* Set exercise
Transcribe the passage on the electronic device's components from "In some embodiments, the at least one communication" to "processor 12, etc.".

* Selection
+++

In some embodiments, the at least one processor 12 is a control unit of the electronic device 1, and uses various interfaces and lines to connect various components of the entire electronic device 1, and executes various functions and processes data of the electronic device 1 by running or executing programs or modules stored in the storage device 11, and invoking data stored in the storage device 11. For example, when the at least one processor 12 executes the computer program stored in the storage device, it implements all or part of the blocks of the depth estimation method described in the embodiment of the present application; or implements all or part of the functions of the depth estimation device. The at least one processor 12 can be composed of an integrated circuit, for example, it can be composed of a single packaged integrated circuit, or it can be composed of multiple integrated circuits with the same function or different functions, including one or more central processing units (CPUs), microprocessors, digital processing chips, graphics processors, and a combination of various control chips.

In some embodiments, the at least one communication bus 13 is configured to implement connection communication between the storage device 11 and the at least one processor 12, etc.

Although not shown, the electronic device 1 may also include a power source (such as a battery) for supplying power to each component. Preferably, the power source may be logically connected to the at least one processor 12 through a power management device, so that the power management device can manage charging, discharging, and power consumption. The power source may also include one or more DC or AC power sources, recharging devices, power failure detection circuits, power converters or inverters, power status indicators, and other arbitrary components. The electronic device 1 may also include a variety of sensors, Bluetooth modules, Wi-Fi modules, camera devices, etc., which will not be repeated here.

The above-mentioned integrated unit implemented in the form of a software function module can be stored in a computer-readable storage medium. The above-mentioned software function module is stored in a storage medium, including a number of instructions for enabling a computer device (which can be a personal computer, electronic device, or network device, etc.) or a processor to execute part of the method described in each embodiment of the present application.

+++

* Entries

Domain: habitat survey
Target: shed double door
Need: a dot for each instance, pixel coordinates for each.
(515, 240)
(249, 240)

+++

* Response for this exercise
In some embodiments, the at least one communication bus 13 is configured to implement connection communication between the storage device 11 and the at least one processor 12, etc.